Collected data entries:

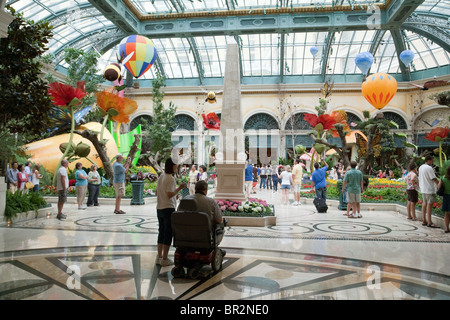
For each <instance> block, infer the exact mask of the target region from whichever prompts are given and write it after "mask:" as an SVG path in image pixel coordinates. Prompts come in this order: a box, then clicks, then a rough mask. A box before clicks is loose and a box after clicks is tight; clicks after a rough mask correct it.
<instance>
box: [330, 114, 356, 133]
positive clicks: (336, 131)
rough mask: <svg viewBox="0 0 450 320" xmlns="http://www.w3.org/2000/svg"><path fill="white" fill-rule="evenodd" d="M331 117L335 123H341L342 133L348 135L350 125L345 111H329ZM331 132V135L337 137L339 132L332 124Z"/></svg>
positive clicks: (350, 130)
mask: <svg viewBox="0 0 450 320" xmlns="http://www.w3.org/2000/svg"><path fill="white" fill-rule="evenodd" d="M331 117H332V118H333V119H334V121H335V122H336V123H335V125H336V124H342V125H343V129H344V133H345V135H346V136H348V135H350V133H351V130H350V126H349V125H348V123H347V119H348V116H347V113H346V112H345V111H343V110H338V111H333V112H332V113H331ZM331 134H332V135H333V137H335V138H337V137H339V132H338V130H337V129H336V127H335V126H334V125H333V128H331Z"/></svg>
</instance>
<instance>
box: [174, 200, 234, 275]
mask: <svg viewBox="0 0 450 320" xmlns="http://www.w3.org/2000/svg"><path fill="white" fill-rule="evenodd" d="M171 219H172V232H173V246H174V247H175V248H176V250H175V259H174V265H175V266H174V267H173V268H172V271H171V272H172V275H173V276H174V277H175V278H177V277H184V276H185V275H186V273H185V269H184V268H186V269H187V275H188V276H189V278H191V279H197V278H199V277H200V276H208V275H210V274H212V273H215V272H217V271H219V270H220V269H222V262H223V256H224V254H225V252H224V251H223V250H221V249H220V248H219V247H218V243H219V242H220V240H221V239H222V237H223V232H224V228H225V226H226V221H224V222H223V223H221V224H217V225H216V224H214V223H213V222H212V221H211V219H210V217H209V215H208V214H207V213H204V212H198V211H197V202H196V200H195V199H192V198H189V197H187V198H184V199H182V200H181V201H180V205H179V206H178V209H177V211H175V212H173V213H172V218H171ZM209 264H211V267H212V270H211V269H209V270H208V269H207V268H203V267H204V266H206V265H209ZM205 269H206V270H205Z"/></svg>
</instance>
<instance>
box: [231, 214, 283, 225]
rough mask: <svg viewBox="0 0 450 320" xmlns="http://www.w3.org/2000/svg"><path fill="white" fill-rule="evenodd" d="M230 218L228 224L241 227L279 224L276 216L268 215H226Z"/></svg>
mask: <svg viewBox="0 0 450 320" xmlns="http://www.w3.org/2000/svg"><path fill="white" fill-rule="evenodd" d="M224 218H225V219H227V220H228V224H227V226H230V227H231V226H233V227H234V226H239V227H268V226H276V225H277V217H276V216H268V217H234V216H224Z"/></svg>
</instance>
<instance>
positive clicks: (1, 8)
mask: <svg viewBox="0 0 450 320" xmlns="http://www.w3.org/2000/svg"><path fill="white" fill-rule="evenodd" d="M5 4H6V0H0V38H7V37H8V26H9V24H10V23H11V22H13V20H14V17H13V16H12V15H10V14H9V13H7V12H6V11H5Z"/></svg>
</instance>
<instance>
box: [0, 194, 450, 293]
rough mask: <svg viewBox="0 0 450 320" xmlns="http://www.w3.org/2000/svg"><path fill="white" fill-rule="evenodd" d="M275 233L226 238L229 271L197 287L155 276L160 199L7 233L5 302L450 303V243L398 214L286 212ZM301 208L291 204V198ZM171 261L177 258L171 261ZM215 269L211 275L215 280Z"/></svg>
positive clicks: (4, 250) (76, 217)
mask: <svg viewBox="0 0 450 320" xmlns="http://www.w3.org/2000/svg"><path fill="white" fill-rule="evenodd" d="M255 197H258V198H261V199H265V200H267V201H268V202H269V203H272V204H274V205H275V211H276V216H277V224H276V226H270V227H237V226H236V227H234V226H233V227H227V229H226V234H225V237H224V239H223V241H222V244H221V248H223V249H225V250H226V256H225V257H224V260H223V267H222V270H221V271H219V272H218V273H215V274H211V275H210V276H207V277H204V278H199V279H196V280H193V279H190V278H188V277H185V278H174V277H173V276H172V274H171V269H172V267H161V266H158V265H156V264H155V259H156V239H157V228H158V222H157V218H156V210H155V199H154V198H153V199H148V198H147V199H146V204H145V205H139V206H136V205H135V206H131V205H130V204H129V200H123V204H122V209H123V210H124V211H126V212H127V213H126V215H115V214H113V210H114V208H113V204H112V203H111V202H102V205H101V206H100V207H92V208H87V209H86V210H78V209H77V206H76V205H75V203H74V199H69V202H68V203H67V204H66V205H65V213H66V214H67V216H68V218H67V220H64V221H59V220H57V219H56V218H55V210H56V209H55V205H53V208H52V209H49V215H48V216H47V217H44V218H38V219H32V220H27V221H22V222H16V223H13V224H12V225H11V226H9V227H8V226H3V227H0V299H3V300H22V299H28V300H38V299H39V300H188V301H197V300H201V301H206V300H208V301H218V300H223V301H225V300H226V301H230V300H231V301H237V300H245V301H251V300H257V301H264V300H266V301H268V300H448V299H449V298H450V258H449V257H450V256H449V254H450V235H449V234H445V233H444V231H443V230H442V229H432V228H428V227H426V226H422V225H421V223H420V222H419V221H411V220H407V219H406V217H405V216H404V215H402V214H399V213H398V212H393V211H392V212H389V211H364V210H363V211H362V215H363V217H362V218H360V219H349V218H347V217H345V216H344V215H343V211H340V210H338V208H337V205H336V204H335V203H334V204H333V203H332V204H331V206H330V208H329V210H328V212H327V213H325V214H323V213H316V212H315V210H314V206H313V205H312V204H307V203H306V201H304V199H303V200H302V201H303V202H304V203H303V204H302V205H301V206H292V205H289V206H286V205H281V204H280V198H281V195H280V194H274V193H272V192H271V191H267V190H262V191H259V192H258V194H256V195H255ZM291 201H292V194H291ZM173 252H174V250H173V249H172V250H171V258H172V259H173ZM208 268H209V267H205V271H208Z"/></svg>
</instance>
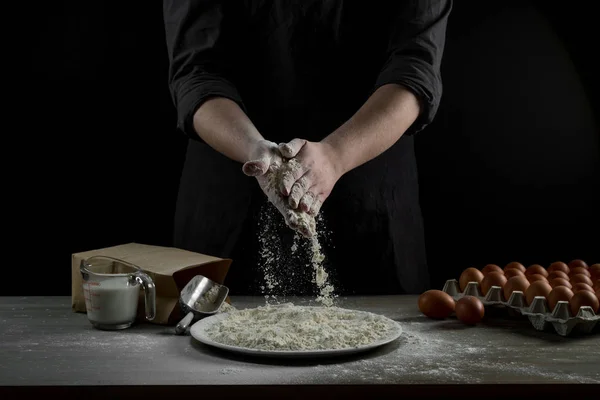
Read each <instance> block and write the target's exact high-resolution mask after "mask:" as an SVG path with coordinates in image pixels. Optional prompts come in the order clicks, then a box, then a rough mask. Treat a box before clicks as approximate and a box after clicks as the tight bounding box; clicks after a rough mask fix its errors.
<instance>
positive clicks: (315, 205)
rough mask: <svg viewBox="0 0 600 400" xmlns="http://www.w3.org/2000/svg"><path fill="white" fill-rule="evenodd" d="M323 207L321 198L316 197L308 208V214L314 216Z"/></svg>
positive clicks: (318, 211) (321, 198)
mask: <svg viewBox="0 0 600 400" xmlns="http://www.w3.org/2000/svg"><path fill="white" fill-rule="evenodd" d="M322 205H323V197H322V196H317V197H316V198H315V200H314V201H313V203H312V205H311V206H310V211H309V212H308V213H309V214H310V215H312V216H316V215H318V214H319V211H321V206H322Z"/></svg>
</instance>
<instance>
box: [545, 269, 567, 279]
mask: <svg viewBox="0 0 600 400" xmlns="http://www.w3.org/2000/svg"><path fill="white" fill-rule="evenodd" d="M555 278H563V279H566V280H569V275H567V273H566V272H563V271H552V272H550V273H549V274H548V281H551V280H553V279H555Z"/></svg>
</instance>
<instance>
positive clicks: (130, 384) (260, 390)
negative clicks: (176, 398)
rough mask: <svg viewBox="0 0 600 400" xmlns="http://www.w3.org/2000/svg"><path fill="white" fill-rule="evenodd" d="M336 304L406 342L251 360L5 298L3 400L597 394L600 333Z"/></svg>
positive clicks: (510, 321)
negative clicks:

(What is required) Rewrite all of the records above with every "positive clicks" changed to "foreground clicks" and nothing else altered. Omit the pictures from your answer.

(Response)
For each <instance> block, infer the exact mask of the target region from whichever prompts are given and write it after "mask:" as an SVG path in image pixel coordinates. Prompts come in this order: a box, then clicks, then a rough mask. A box before clicks is loose and a box after clicks is tight; clicks after a rough mask correct it.
<instance>
box: [330, 114, 356, 133]
foreground clicks: (336, 131)
rough mask: <svg viewBox="0 0 450 320" xmlns="http://www.w3.org/2000/svg"><path fill="white" fill-rule="evenodd" d="M331 117L335 123H341L342 133L348 135L350 125L345 111H329ZM331 132V135L337 137L339 132L332 124Z"/></svg>
foreground clicks: (350, 130)
mask: <svg viewBox="0 0 450 320" xmlns="http://www.w3.org/2000/svg"><path fill="white" fill-rule="evenodd" d="M331 117H332V118H333V119H334V121H335V122H336V123H335V125H336V124H342V125H343V129H344V133H345V135H346V136H348V135H350V133H351V130H350V126H349V125H348V123H347V119H348V116H347V113H346V112H345V111H343V110H338V111H333V112H332V113H331ZM331 134H332V135H333V137H335V138H337V137H339V132H338V130H337V129H336V127H335V126H334V125H333V128H331Z"/></svg>
</instance>
<instance>
box: [174, 200, 234, 275]
mask: <svg viewBox="0 0 450 320" xmlns="http://www.w3.org/2000/svg"><path fill="white" fill-rule="evenodd" d="M171 219H172V232H173V246H174V247H175V248H176V250H175V259H174V265H175V266H174V267H173V268H172V271H171V272H172V275H173V276H174V277H175V278H177V277H184V276H185V275H186V273H185V269H184V268H186V269H187V275H188V276H189V278H191V279H197V278H199V277H200V276H208V275H210V274H212V273H215V272H217V271H219V270H220V269H222V262H223V256H224V254H225V252H224V251H223V250H221V249H220V248H219V247H218V243H219V242H220V240H221V239H222V237H223V232H224V228H225V226H226V221H224V222H223V223H221V224H217V225H216V224H214V223H213V222H212V221H211V219H210V217H209V215H208V214H207V213H204V212H198V211H197V202H196V200H195V199H192V198H189V197H187V198H184V199H182V200H181V201H180V205H179V206H178V209H177V211H175V212H173V213H172V218H171ZM209 264H211V267H212V270H211V269H209V270H208V269H207V268H203V267H204V266H206V265H209ZM205 269H206V270H205Z"/></svg>
</instance>
<instance>
box: [231, 214, 283, 225]
rough mask: <svg viewBox="0 0 450 320" xmlns="http://www.w3.org/2000/svg"><path fill="white" fill-rule="evenodd" d="M230 218L228 224L241 227L279 224L276 216L268 215H226Z"/></svg>
mask: <svg viewBox="0 0 450 320" xmlns="http://www.w3.org/2000/svg"><path fill="white" fill-rule="evenodd" d="M224 218H225V219H227V220H228V224H227V226H230V227H231V226H233V227H234V226H239V227H268V226H276V225H277V217H276V216H268V217H234V216H224Z"/></svg>
</instance>
<instance>
foreground clicks: (1, 8)
mask: <svg viewBox="0 0 450 320" xmlns="http://www.w3.org/2000/svg"><path fill="white" fill-rule="evenodd" d="M5 4H6V0H0V38H7V37H8V26H9V24H10V23H11V22H13V20H14V17H13V16H12V15H10V14H9V13H7V12H6V11H5Z"/></svg>
</instance>
<instance>
box: [0, 194, 450, 293]
rough mask: <svg viewBox="0 0 450 320" xmlns="http://www.w3.org/2000/svg"><path fill="white" fill-rule="evenodd" d="M275 233L226 238L229 271L197 287L155 276L160 199L7 233L5 302L450 303V243L398 214L286 212ZM301 208L291 204V198ZM171 261L177 258L171 261ZM215 269L211 275L215 280Z"/></svg>
foreground clicks: (4, 250) (76, 217)
mask: <svg viewBox="0 0 450 320" xmlns="http://www.w3.org/2000/svg"><path fill="white" fill-rule="evenodd" d="M255 197H258V198H261V199H265V200H267V201H268V202H269V203H272V204H274V205H275V211H276V216H277V224H276V226H270V227H237V226H236V227H234V226H233V227H227V229H226V234H225V237H224V239H223V241H222V244H221V248H223V249H225V250H226V256H225V257H224V260H223V267H222V270H221V271H219V272H218V273H215V274H211V275H210V276H207V277H204V278H199V279H196V280H193V279H190V278H188V277H185V278H174V277H173V276H172V274H171V269H172V267H161V266H158V265H156V264H155V259H156V239H157V228H158V222H157V218H156V210H155V199H154V198H153V199H148V198H147V199H146V204H145V205H139V206H136V205H135V206H131V205H130V204H129V200H123V204H122V209H123V210H124V211H126V212H127V213H126V215H115V214H113V210H114V208H113V204H112V203H111V202H102V205H101V206H100V207H92V208H87V209H86V210H78V209H77V206H76V205H75V203H74V199H69V202H68V203H67V204H66V205H65V213H66V214H67V216H68V218H67V220H64V221H59V220H57V219H56V218H55V210H56V209H55V205H53V208H52V209H49V215H48V216H47V217H44V218H38V219H32V220H27V221H22V222H16V223H13V224H12V225H11V226H9V227H8V226H3V227H0V299H3V300H22V299H28V300H38V299H39V300H188V301H197V300H201V301H206V300H208V301H218V300H223V301H225V300H226V301H230V300H231V301H237V300H245V301H251V300H257V301H264V300H266V301H268V300H448V299H449V298H450V258H449V257H450V256H449V254H450V235H449V234H445V233H444V231H443V230H442V229H432V228H428V227H426V226H422V225H421V223H420V222H419V221H411V220H407V219H406V217H405V216H404V215H402V214H399V213H398V212H393V211H392V212H389V211H364V210H363V211H362V215H363V217H362V218H360V219H349V218H347V217H345V216H344V215H343V211H340V210H338V208H337V205H336V204H335V203H334V204H333V203H332V204H331V206H330V208H329V210H328V212H327V213H325V214H323V213H316V212H315V210H314V206H313V205H312V204H307V203H306V201H304V199H303V200H302V201H303V202H304V203H303V204H302V205H301V206H292V205H289V206H286V205H281V204H280V198H281V195H280V194H274V193H272V192H271V191H267V190H262V191H259V192H258V194H256V195H255ZM291 201H292V194H291ZM173 252H174V250H173V249H172V250H171V258H172V259H173ZM208 268H209V267H205V271H208Z"/></svg>
</instance>
Read each <instance> block and write the target's exact high-resolution mask after "mask:" as an SVG path with coordinates in image pixels. Optional prompts come in the order clicks, then a box, then a rough mask. Treat a box before clicks as approximate and a box after clicks as the tight bounding box; clicks after a rough mask fix its errors.
<instance>
foreground clicks: (315, 205)
rough mask: <svg viewBox="0 0 600 400" xmlns="http://www.w3.org/2000/svg"><path fill="white" fill-rule="evenodd" d="M323 207L321 198L316 197L308 208V214L314 216Z"/></svg>
foreground clicks: (318, 211) (321, 198)
mask: <svg viewBox="0 0 600 400" xmlns="http://www.w3.org/2000/svg"><path fill="white" fill-rule="evenodd" d="M322 205H323V197H322V196H317V197H316V198H315V200H314V201H313V203H312V205H311V206H310V211H309V212H308V213H309V214H310V215H312V216H316V215H318V214H319V211H321V206H322Z"/></svg>
</instance>
<instance>
box: [545, 269, 567, 279]
mask: <svg viewBox="0 0 600 400" xmlns="http://www.w3.org/2000/svg"><path fill="white" fill-rule="evenodd" d="M555 278H563V279H566V280H569V275H567V273H566V272H563V271H552V272H550V273H549V274H548V281H551V280H553V279H555Z"/></svg>
</instance>
<instance>
foreground clicks: (130, 384) (260, 390)
negative clicks: (176, 398)
rough mask: <svg viewBox="0 0 600 400" xmlns="http://www.w3.org/2000/svg"><path fill="white" fill-rule="evenodd" d="M336 304L406 342L251 360L5 298L3 400L597 394L600 333Z"/></svg>
foreground clicks: (510, 321)
negative clicks:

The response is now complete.